> The data
○ ○ ○

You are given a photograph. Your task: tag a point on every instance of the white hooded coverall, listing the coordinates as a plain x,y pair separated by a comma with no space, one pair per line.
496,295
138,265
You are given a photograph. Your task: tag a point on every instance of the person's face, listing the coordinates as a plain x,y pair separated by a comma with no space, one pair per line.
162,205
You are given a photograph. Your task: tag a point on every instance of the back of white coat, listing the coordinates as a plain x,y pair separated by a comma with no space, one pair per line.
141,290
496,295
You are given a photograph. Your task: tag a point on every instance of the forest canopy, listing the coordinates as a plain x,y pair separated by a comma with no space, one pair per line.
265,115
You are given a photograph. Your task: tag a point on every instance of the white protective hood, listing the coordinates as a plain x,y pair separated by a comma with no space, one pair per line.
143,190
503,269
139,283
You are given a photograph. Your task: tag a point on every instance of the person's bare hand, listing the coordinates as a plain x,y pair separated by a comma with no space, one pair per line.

○ ○ ○

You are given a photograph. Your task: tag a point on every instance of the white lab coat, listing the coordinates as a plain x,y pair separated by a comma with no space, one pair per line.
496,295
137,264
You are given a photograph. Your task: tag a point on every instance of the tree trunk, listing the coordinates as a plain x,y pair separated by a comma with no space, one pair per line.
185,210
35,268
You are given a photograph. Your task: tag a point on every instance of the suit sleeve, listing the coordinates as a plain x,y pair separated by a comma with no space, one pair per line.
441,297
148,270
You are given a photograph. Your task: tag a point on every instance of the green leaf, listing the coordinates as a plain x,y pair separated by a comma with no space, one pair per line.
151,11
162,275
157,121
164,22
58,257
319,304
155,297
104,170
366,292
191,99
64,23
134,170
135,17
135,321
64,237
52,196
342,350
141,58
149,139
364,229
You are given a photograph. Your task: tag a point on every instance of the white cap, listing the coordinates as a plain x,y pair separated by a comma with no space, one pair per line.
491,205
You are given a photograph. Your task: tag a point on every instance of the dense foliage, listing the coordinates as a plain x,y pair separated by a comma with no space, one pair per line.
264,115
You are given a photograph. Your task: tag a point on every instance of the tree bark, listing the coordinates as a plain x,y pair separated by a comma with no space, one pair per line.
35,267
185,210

○ ○ ○

Copy range, inclusive: the line holding "person's face, listing" to the line holding "the person's bare". Reproduce exactly those lines of the records above and no others.

You are given a photograph. Your task: tag a point on every instance of the person's face, listing the coordinates as a plain x,y pair separated by a comma with no space, one pair per line.
162,205
You are given a photograph. Your task: tag a point on every instance of the back of white coat, listing the coordinates as a plain x,y pair separated by a comma with no space, one pair per line.
141,290
496,295
You are given a photograph. Your task: tag a point on every instance of the forest canopy, listing the coordinates as a plain x,y pair separated by a comma with no space, one pair per line.
265,115
You are given a photograph. Your task: tag a point on every instance of the white protective hood, listing the coordinates as a plain x,y pair separated by a comma with no space, one pair per line.
143,190
503,269
139,283
You are given a photograph. Your task: tag a point on every instance of the person's bare hand, listing the coordinates as a plain x,y pair separated by a comma with no space, one pair per line.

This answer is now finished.